----- Data section -----

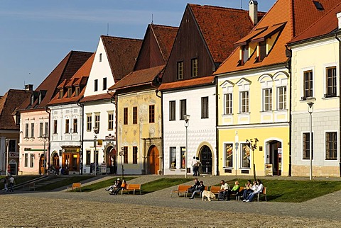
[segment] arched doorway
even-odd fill
[[[107,149],[105,156],[105,163],[107,167],[110,169],[110,174],[116,174],[117,171],[117,152],[114,147],[110,147]]]
[[[212,174],[212,152],[207,146],[203,146],[200,149],[200,173]]]
[[[272,175],[281,175],[282,171],[282,144],[277,140],[266,143],[266,164],[272,166]]]
[[[39,174],[45,174],[45,156],[41,154],[39,159]]]
[[[151,146],[148,153],[148,166],[149,167],[148,173],[158,174],[160,170],[160,153],[156,146]]]

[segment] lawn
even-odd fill
[[[229,181],[231,188],[234,181],[244,186],[247,180]],[[263,185],[267,188],[268,201],[272,202],[301,203],[341,190],[340,181],[264,180]]]

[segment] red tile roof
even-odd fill
[[[0,97],[0,129],[19,130],[16,125],[12,113],[25,100],[31,97],[31,91],[10,89]]]
[[[305,40],[318,38],[335,31],[338,28],[338,20],[336,14],[340,12],[341,12],[341,3],[332,8],[316,23],[291,40],[289,42],[289,45]]]
[[[67,97],[67,93],[65,93],[64,97],[62,98],[59,98],[59,93],[57,93],[53,98],[48,103],[48,105],[56,105],[62,103],[69,103],[73,102],[79,101],[83,96],[84,92],[85,91],[85,85],[87,84],[87,79],[89,79],[89,75],[90,74],[91,67],[92,67],[92,63],[94,62],[94,53],[85,62],[85,63],[80,67],[77,72],[73,75],[73,76],[69,80],[69,82],[65,84],[64,81],[59,85],[58,89],[73,87],[73,93],[70,97]],[[75,87],[79,86],[84,86],[80,87],[80,94],[76,96],[75,91]]]
[[[29,98],[18,108],[18,110],[44,109],[58,92],[58,86],[64,80],[66,79],[67,81],[70,79],[92,54],[92,52],[70,52],[33,91],[33,93],[36,95],[38,95],[40,92],[45,93],[41,102],[38,103],[38,99],[36,98],[33,104],[31,105],[31,98]]]
[[[130,74],[111,86],[109,90],[117,90],[128,87],[151,84],[154,78],[161,74],[164,67],[165,65],[163,65],[130,72]]]
[[[316,8],[313,1],[312,0],[278,0],[250,33],[254,33],[254,31],[260,28],[271,28],[276,24],[286,23],[269,55],[261,62],[255,62],[254,60],[255,54],[254,54],[244,65],[238,66],[239,47],[237,47],[220,65],[215,74],[286,62],[288,60],[286,56],[287,42],[296,34],[301,33],[340,3],[340,0],[319,0],[325,8],[323,11],[320,11]]]
[[[234,50],[234,42],[254,27],[249,11],[188,4],[215,62],[222,62]],[[261,16],[265,13],[259,12]]]
[[[142,40],[101,35],[112,69],[117,81],[133,71]]]
[[[193,88],[205,85],[213,84],[215,83],[215,76],[209,76],[196,78],[190,80],[179,81],[175,82],[163,83],[158,87],[159,91],[176,90],[181,88]]]

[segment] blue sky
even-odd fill
[[[267,11],[276,0],[258,0]],[[148,23],[178,26],[183,0],[0,1],[0,96],[36,89],[70,50],[94,52],[101,35],[143,39]],[[249,0],[192,0],[248,8]],[[109,23],[109,33],[108,33]]]

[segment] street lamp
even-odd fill
[[[121,163],[122,164],[122,180],[124,178],[124,165],[123,164],[123,157],[124,156],[124,148],[121,147],[121,151],[119,152],[119,155],[121,156]]]
[[[7,154],[6,156],[6,176],[9,176],[9,139],[6,139],[6,147],[7,148]]]
[[[96,141],[97,139],[97,134],[98,134],[98,127],[94,127],[94,176],[96,176],[96,154],[97,153],[97,143]]]
[[[309,161],[310,161],[310,175],[309,180],[311,181],[313,178],[313,118],[312,114],[314,111],[314,102],[316,99],[314,97],[310,96],[307,98],[308,112],[309,113],[310,122],[309,122]]]
[[[183,120],[185,120],[185,127],[186,127],[186,154],[185,154],[185,178],[187,178],[187,158],[188,158],[188,127],[189,125],[189,121],[190,121],[190,115],[185,114],[183,115]]]

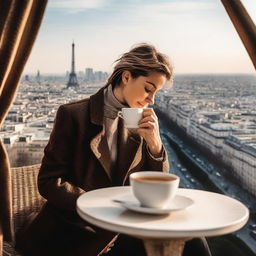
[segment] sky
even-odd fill
[[[242,0],[256,23],[256,0]],[[254,73],[220,0],[49,0],[24,73],[111,72],[141,42],[167,54],[176,74]]]

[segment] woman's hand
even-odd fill
[[[150,153],[154,157],[160,156],[162,141],[159,133],[157,116],[153,108],[145,108],[143,118],[139,122],[138,134],[147,142]]]

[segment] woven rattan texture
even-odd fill
[[[37,188],[38,165],[12,168],[13,221],[17,231],[31,212],[38,212],[45,199]]]

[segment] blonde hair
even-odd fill
[[[107,85],[121,84],[122,73],[130,71],[133,78],[149,76],[151,72],[163,73],[170,82],[173,80],[173,67],[169,58],[158,52],[153,45],[142,43],[124,53],[115,62],[114,71],[108,78]]]

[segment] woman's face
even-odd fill
[[[166,76],[152,72],[149,76],[132,78],[129,71],[122,75],[122,85],[117,87],[117,98],[131,108],[143,108],[154,104],[156,93],[166,83]]]

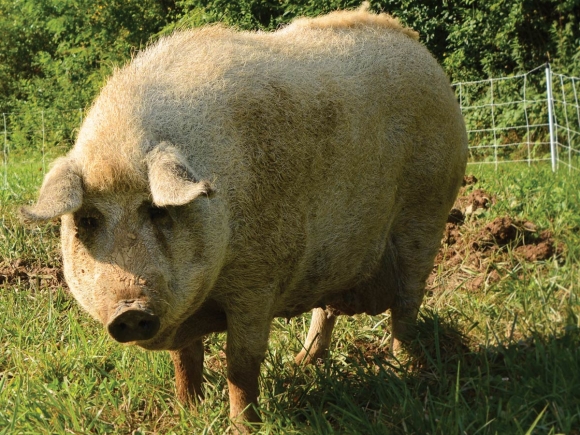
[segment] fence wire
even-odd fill
[[[470,164],[552,161],[554,170],[580,172],[580,78],[542,65],[452,86],[467,126]],[[83,109],[2,113],[3,189],[14,152],[38,152],[44,173],[47,150],[52,157],[70,149],[82,121]]]
[[[469,163],[552,161],[554,170],[580,171],[580,79],[546,64],[452,86],[467,126]]]

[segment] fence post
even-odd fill
[[[6,128],[6,114],[2,114],[4,119],[4,189],[8,189],[8,130]]]
[[[554,114],[552,97],[552,70],[546,64],[546,91],[548,94],[548,125],[550,126],[550,156],[552,157],[552,172],[556,172],[558,163],[558,149],[556,148],[556,134],[554,132]]]

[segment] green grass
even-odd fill
[[[0,191],[0,434],[207,433],[228,430],[223,334],[206,339],[206,400],[174,397],[168,354],[113,342],[58,281],[58,224],[23,228],[16,207],[41,182],[36,160],[11,166]],[[330,357],[293,363],[308,316],[276,320],[263,365],[260,433],[580,434],[580,177],[537,164],[468,167],[498,216],[550,229],[560,259],[526,262],[509,247],[485,268],[436,269],[418,338],[388,357],[388,314],[340,317]],[[487,276],[495,271],[499,279]],[[458,276],[482,275],[476,289]],[[485,276],[483,276],[485,275]],[[39,277],[40,276],[40,277]],[[487,279],[487,280],[486,280]]]

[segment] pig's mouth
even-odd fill
[[[119,343],[151,340],[161,326],[159,316],[140,300],[120,301],[107,330]]]

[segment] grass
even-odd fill
[[[168,354],[113,342],[63,287],[58,224],[19,224],[38,168],[14,163],[0,191],[0,264],[21,271],[0,275],[0,434],[227,432],[223,334],[206,339],[206,400],[184,408]],[[308,316],[275,320],[260,433],[580,434],[580,177],[542,164],[468,173],[479,181],[464,194],[483,189],[495,203],[461,237],[510,216],[550,230],[559,257],[530,262],[503,246],[478,266],[441,262],[398,359],[388,314],[340,317],[330,357],[311,367],[293,363]]]

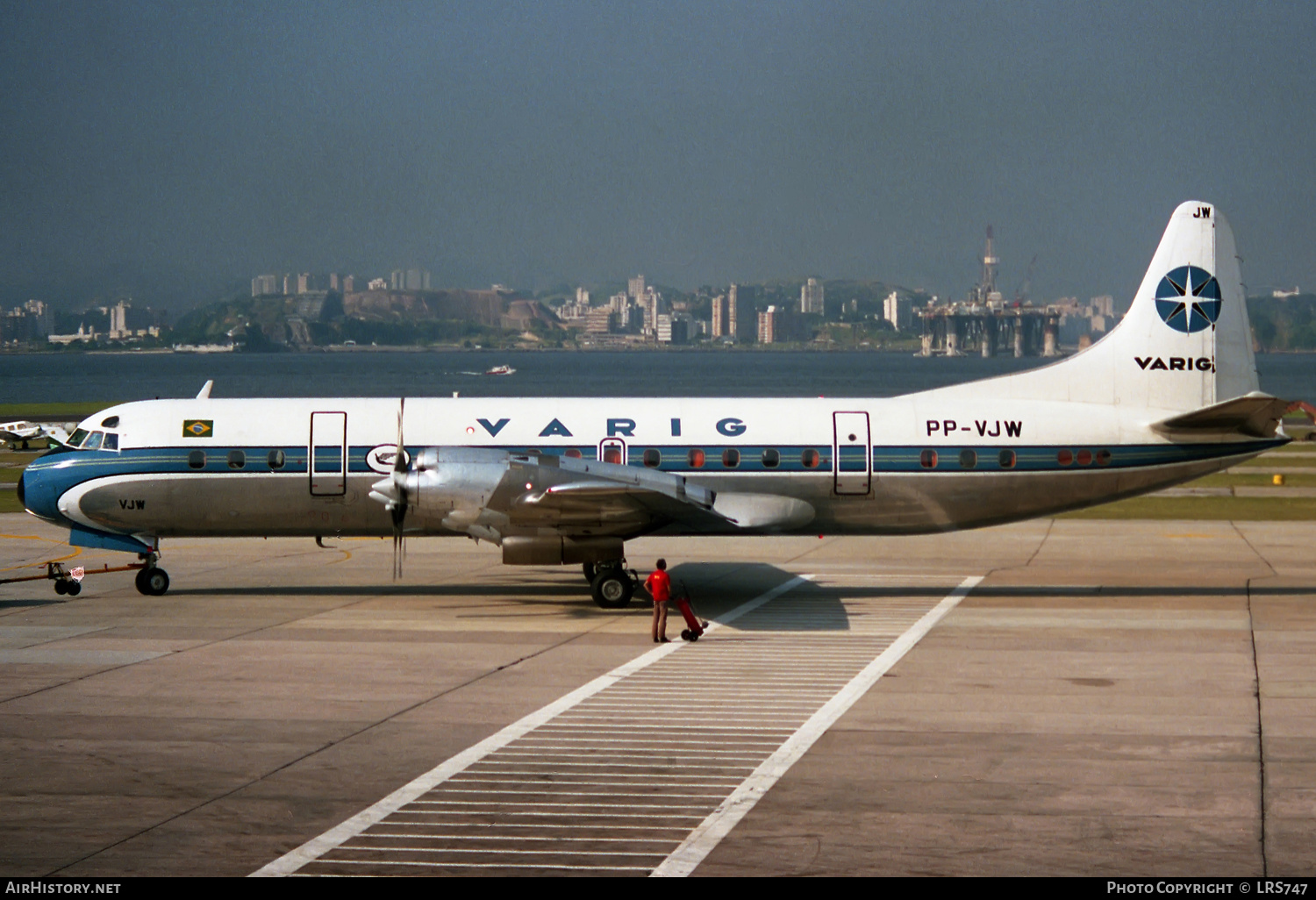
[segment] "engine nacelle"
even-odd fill
[[[587,537],[505,537],[505,566],[563,566],[587,562],[613,562],[622,558],[621,538]]]
[[[425,517],[453,511],[475,513],[508,472],[508,454],[478,447],[428,447],[407,472],[407,504]]]

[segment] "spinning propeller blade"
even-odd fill
[[[393,457],[393,499],[388,513],[393,520],[393,580],[403,575],[403,558],[407,555],[407,542],[403,538],[403,521],[407,518],[407,449],[403,445],[403,411],[407,397],[397,404],[397,454]]]

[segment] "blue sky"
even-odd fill
[[[0,284],[886,279],[1126,299],[1216,203],[1316,288],[1316,5],[0,0]]]

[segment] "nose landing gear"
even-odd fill
[[[138,570],[133,583],[137,586],[138,593],[158,597],[168,591],[168,572],[155,564],[149,564],[146,568]]]

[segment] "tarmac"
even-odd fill
[[[0,586],[0,872],[1316,870],[1316,522],[646,538],[719,626],[657,649],[575,567],[325,542]]]

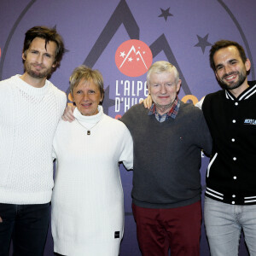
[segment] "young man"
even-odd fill
[[[52,142],[66,95],[49,80],[64,53],[55,29],[26,32],[25,73],[0,82],[0,255],[41,256],[53,188]]]
[[[238,255],[241,229],[256,255],[256,82],[247,82],[251,62],[236,42],[216,42],[210,63],[224,88],[201,102],[213,140],[205,200],[211,255]]]

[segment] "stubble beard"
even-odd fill
[[[25,71],[32,77],[34,79],[45,79],[48,78],[51,73],[52,73],[52,68],[47,68],[43,72],[36,72],[33,71],[32,69],[32,67],[34,65],[34,63],[27,63],[26,61],[25,61],[24,63],[24,68]],[[44,67],[44,66],[43,66]]]

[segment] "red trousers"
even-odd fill
[[[199,256],[201,201],[169,209],[139,207],[132,204],[137,236],[143,256]]]

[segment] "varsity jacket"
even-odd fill
[[[233,205],[256,204],[256,81],[236,98],[207,95],[202,110],[212,137],[206,196]]]

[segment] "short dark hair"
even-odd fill
[[[247,61],[247,58],[246,56],[245,51],[244,51],[243,48],[238,43],[234,42],[234,41],[229,41],[229,40],[217,41],[212,46],[212,48],[210,49],[210,55],[209,55],[210,65],[211,65],[211,67],[213,69],[213,71],[216,71],[215,64],[214,64],[214,61],[213,61],[213,55],[214,55],[214,54],[218,49],[223,49],[223,48],[226,48],[226,47],[229,47],[229,46],[235,46],[235,47],[236,47],[236,49],[239,51],[239,54],[240,54],[240,56],[241,58],[242,62],[243,63],[246,62],[246,61]]]
[[[26,55],[26,50],[29,49],[32,41],[35,38],[40,38],[45,39],[45,49],[46,45],[49,41],[55,42],[57,45],[55,50],[55,62],[56,66],[60,65],[62,55],[65,52],[63,39],[59,35],[55,28],[49,28],[47,26],[33,26],[25,33],[24,45],[22,53],[25,57]],[[24,62],[24,61],[23,61]]]

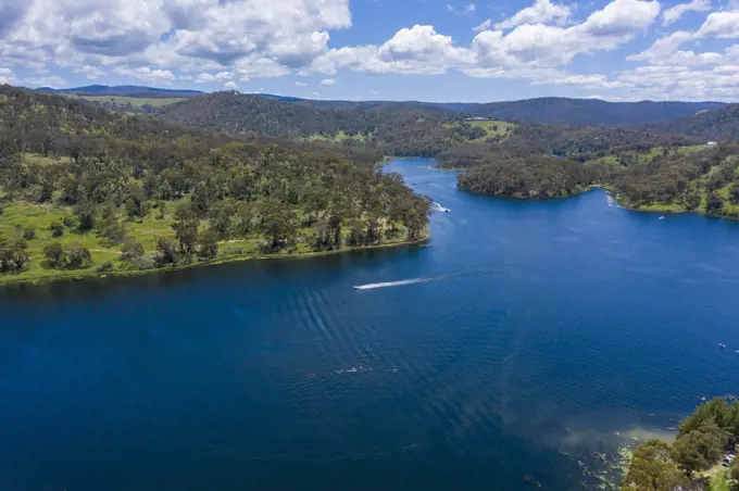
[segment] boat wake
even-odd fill
[[[412,278],[401,279],[399,281],[385,281],[381,284],[358,285],[354,287],[354,290],[374,290],[375,288],[402,287],[405,285],[425,284],[427,281],[431,281],[434,278]]]
[[[439,203],[436,201],[431,203],[431,207],[434,207],[435,211],[437,212],[443,212],[443,213],[449,213],[450,210],[448,207],[441,206]]]

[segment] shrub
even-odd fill
[[[98,266],[98,268],[96,270],[98,273],[112,272],[113,270],[113,263],[111,263],[110,261],[105,261],[100,266]]]

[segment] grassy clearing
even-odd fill
[[[184,97],[170,97],[170,98],[151,98],[151,97],[123,97],[123,96],[76,96],[72,95],[70,97],[77,97],[85,99],[86,101],[97,102],[99,104],[114,104],[114,105],[133,105],[134,108],[141,108],[145,105],[151,105],[152,108],[161,108],[163,105],[174,104],[175,102],[187,100]]]
[[[356,135],[347,135],[343,130],[339,130],[336,135],[311,135],[309,140],[320,140],[320,141],[330,141],[333,143],[343,143],[347,140],[352,141],[366,141],[367,137],[358,133]]]
[[[677,153],[681,155],[688,155],[690,153],[696,153],[705,150],[709,148],[706,144],[693,144],[693,146],[688,146],[688,147],[678,147],[677,148]],[[648,152],[636,152],[636,151],[629,151],[629,152],[622,152],[621,155],[624,155],[627,161],[630,161],[629,165],[636,165],[636,164],[648,164],[654,160],[654,158],[662,155],[664,153],[664,148],[662,147],[654,147],[650,149]],[[586,162],[586,164],[605,164],[605,165],[613,165],[613,166],[621,166],[619,163],[619,155],[605,155],[600,159],[594,159],[591,161]]]
[[[187,199],[185,199],[187,200]],[[152,210],[147,216],[136,222],[126,222],[126,235],[134,237],[142,246],[147,254],[151,255],[156,251],[156,241],[160,238],[173,239],[175,237],[172,229],[173,215],[180,201],[166,202],[163,209]],[[53,237],[50,226],[52,223],[62,223],[64,217],[72,216],[73,210],[70,206],[51,205],[51,204],[34,204],[28,202],[12,202],[8,204],[2,214],[0,214],[0,237],[15,237],[25,230],[34,229],[36,237],[28,240],[27,252],[30,256],[30,267],[18,274],[3,274],[0,275],[0,286],[15,282],[47,282],[58,279],[83,278],[98,275],[133,275],[148,272],[170,270],[181,267],[190,267],[195,265],[221,264],[235,261],[245,261],[249,259],[266,259],[266,257],[289,257],[289,256],[312,256],[320,254],[327,254],[331,252],[341,252],[356,248],[342,248],[338,251],[327,251],[316,253],[305,240],[300,240],[297,244],[295,253],[279,252],[275,254],[260,253],[260,238],[227,240],[218,243],[217,257],[210,261],[196,260],[191,264],[186,264],[176,267],[154,268],[146,270],[129,269],[127,263],[120,261],[121,246],[109,243],[105,239],[96,235],[95,230],[79,232],[68,227],[64,227],[64,234],[61,237]],[[201,222],[201,228],[208,226],[208,221]],[[299,237],[311,237],[313,235],[312,227],[303,227],[299,231]],[[345,227],[343,235],[349,234],[349,227]],[[400,238],[387,240],[386,243],[379,247],[398,246],[409,243],[404,239],[405,234],[401,232]],[[61,270],[47,269],[43,264],[43,248],[53,242],[66,244],[70,242],[79,242],[90,251],[92,257],[92,265],[85,269]],[[366,248],[359,248],[366,249]],[[105,262],[113,264],[114,269],[105,273],[98,273],[97,269]]]
[[[497,119],[467,121],[465,123],[467,123],[469,126],[473,126],[475,128],[480,128],[485,131],[484,136],[476,138],[474,140],[469,140],[469,142],[472,142],[472,143],[481,143],[485,140],[487,140],[488,138],[508,136],[516,127],[516,125],[513,124],[513,123],[506,123],[504,121],[497,121]],[[447,128],[453,128],[454,126],[459,126],[460,124],[461,124],[460,122],[453,122],[453,123],[446,123],[444,126]]]

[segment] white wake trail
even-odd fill
[[[412,278],[401,279],[400,281],[386,281],[381,284],[367,284],[354,287],[354,290],[374,290],[375,288],[402,287],[404,285],[425,284],[431,281],[434,278]]]

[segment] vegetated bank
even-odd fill
[[[707,401],[680,423],[674,442],[636,448],[622,490],[739,490],[738,442],[739,402]]]
[[[376,151],[185,128],[0,87],[0,284],[425,237]]]

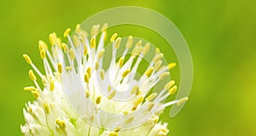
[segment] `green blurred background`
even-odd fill
[[[1,135],[20,135],[22,108],[31,94],[29,65],[22,54],[42,65],[38,41],[62,35],[106,8],[133,5],[169,18],[185,37],[194,61],[190,99],[168,119],[169,135],[256,135],[256,1],[130,0],[0,2]],[[157,42],[157,41],[156,41]],[[159,41],[160,42],[160,41]],[[163,44],[162,44],[163,46]]]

-----

**Direction**
Find each line in the material above that contains the string "wake" and copy those lines out. The match must respect letter case.

**Solution to the exercise**
[segment] boat wake
[segment] white wake trail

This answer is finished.